One question is whether or not to follow 302 requests. While this is ordinarily useful, the new DNS behavior means that it could be troublesome. Follow a 302 and you may end up at Site Finder, trying to parse HTML in an XML parser. This may be a good place to insert Site Finder recognition into the application; redirects to that site can be mapped to an unknown host error; all other redirects can be followed.

Conclusions

The changes that VeriSign made to the .com and .net domains will make it harder to diagnose errors in the URLs used by programs to access web services. However, there was always a chance that an incorrect URL would lead to a confusing error message from the underlying protocol stack. Protocol stacks and client-side applications can be written to handle such errors in a way that makes diagnosis easier; doing so has broader benefits than just addressing the recent DNS changes.

These changes have not helped web services, or any other distributed application protocol. If they return, we are going to have to get used to "Connection refused" and HTTP error code 302 responses as cues for nonexistent hosts. This is going to lead to more support calls, and perhaps some coding to translate these cues into end user messages. Needless to say, VeriSign is not offering to pay for these costs incurred by its actions.

On October 3, ICANN got VeriSign to "temporarily suspend" the Site Finder service, under the threat of legal action from a breach of contract. With any luck, it will stay suspended, though as review boards and lawyers get involved, it will be hard to be sure.

The amount of traffic to the Site Finder site has propelled it to a top ten Internet site, so the kickback from funded links in the search terms is potentially huge. The thought of all that found money will deafen VeriSign's ears to complaints from the developer and networking community. Unfortunately that money probably used to go to AOL, MSN, Earthlink, and Microsoft. I do not see these organizations quietly giving up all this money. As well as the legal path, they have some technical options:

  1. Patch their DNS servers to ignore wildcards on the .net and .com domains.

  2. Patch their DNS servers to forward to ISP-specific search engines

  3. Patch their web browsers or proxies to recognize a Site Finder redirect and redirect it to their own search engines.

VeriSign could do nothing about options (1) and (2). Option three is most easily achieved by the web browser vendor, which means Microsoft. MS could patch IE over the Windows Update mechanism and effectively deny VeriSign 90% of their potential audience. This would destroy VeriSign's justification for the changes and encourage it to revert to an RFC-compliant implementation of DNS. More likely, VeriSign would try and change their redirect URLs to get past the patch, leading to an ongoing patch-war between the effective owners of DNS and the effective owners of the web browser. Anyone hard-coding Site Finder workarounds into their own programs would be victims of such a battle.

If there is one saving grace with web services, it is that users have the option of pasting the target URL into a browser to see what is going wrong. To make this simple, developers of web service protocol stacks and applications need to ensure that the target URL is included in all error reports, and that GET queries of all endpoints return some meaningful information.

* Data extracts

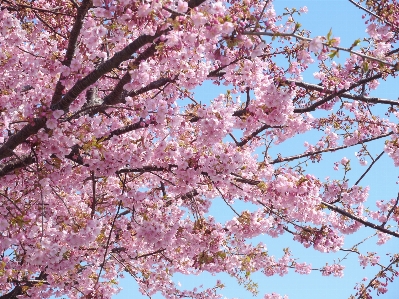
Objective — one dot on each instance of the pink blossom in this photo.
(316, 45)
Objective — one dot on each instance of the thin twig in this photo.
(108, 241)
(358, 219)
(371, 165)
(281, 34)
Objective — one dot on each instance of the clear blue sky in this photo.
(346, 22)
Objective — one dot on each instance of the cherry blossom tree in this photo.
(110, 162)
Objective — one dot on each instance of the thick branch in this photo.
(72, 43)
(15, 164)
(337, 94)
(347, 95)
(333, 149)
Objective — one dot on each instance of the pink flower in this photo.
(344, 160)
(182, 6)
(303, 9)
(51, 123)
(316, 45)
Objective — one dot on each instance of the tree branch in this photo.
(353, 217)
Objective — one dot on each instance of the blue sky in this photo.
(346, 22)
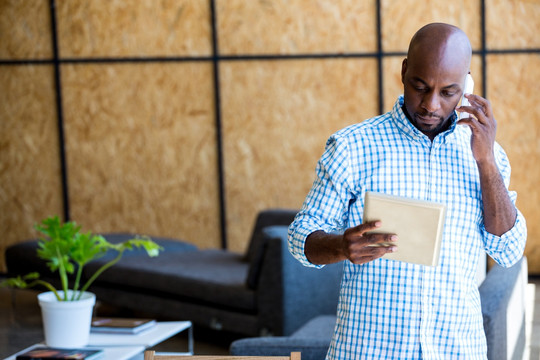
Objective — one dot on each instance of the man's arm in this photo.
(356, 245)
(499, 211)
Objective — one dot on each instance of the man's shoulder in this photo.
(366, 127)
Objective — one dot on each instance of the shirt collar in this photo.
(406, 127)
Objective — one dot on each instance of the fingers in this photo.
(479, 107)
(361, 245)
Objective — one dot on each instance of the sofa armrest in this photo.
(311, 349)
(288, 293)
(503, 309)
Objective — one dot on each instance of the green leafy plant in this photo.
(67, 250)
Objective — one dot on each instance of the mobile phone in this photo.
(469, 88)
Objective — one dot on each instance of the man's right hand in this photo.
(358, 244)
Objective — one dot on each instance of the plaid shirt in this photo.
(394, 310)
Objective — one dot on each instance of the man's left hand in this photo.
(483, 127)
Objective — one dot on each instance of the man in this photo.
(396, 310)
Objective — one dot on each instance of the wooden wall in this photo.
(184, 118)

* Activity A
Answer these from the Site Finder article:
(i) On what date did ICANN get VeriSign to "temporarily suspend" Site Finder?
(ii) What share of VeriSign's potential audience could Microsoft deny by patching IE?
(iii) Which two responses does the article say may have to be read as cues for nonexistent hosts?
* Activity B
Which organizations does the Site Finder article name as the ones the money probably used to go to?
Use only the article on VeriSign's Site Finder to answer, not the material.

* Exercise output A
(i) October 3
(ii) 90%
(iii) "Connection refused" and HTTP error code 302 responses

* Exercise output B
AOL, MSN, Earthlink, Microsoft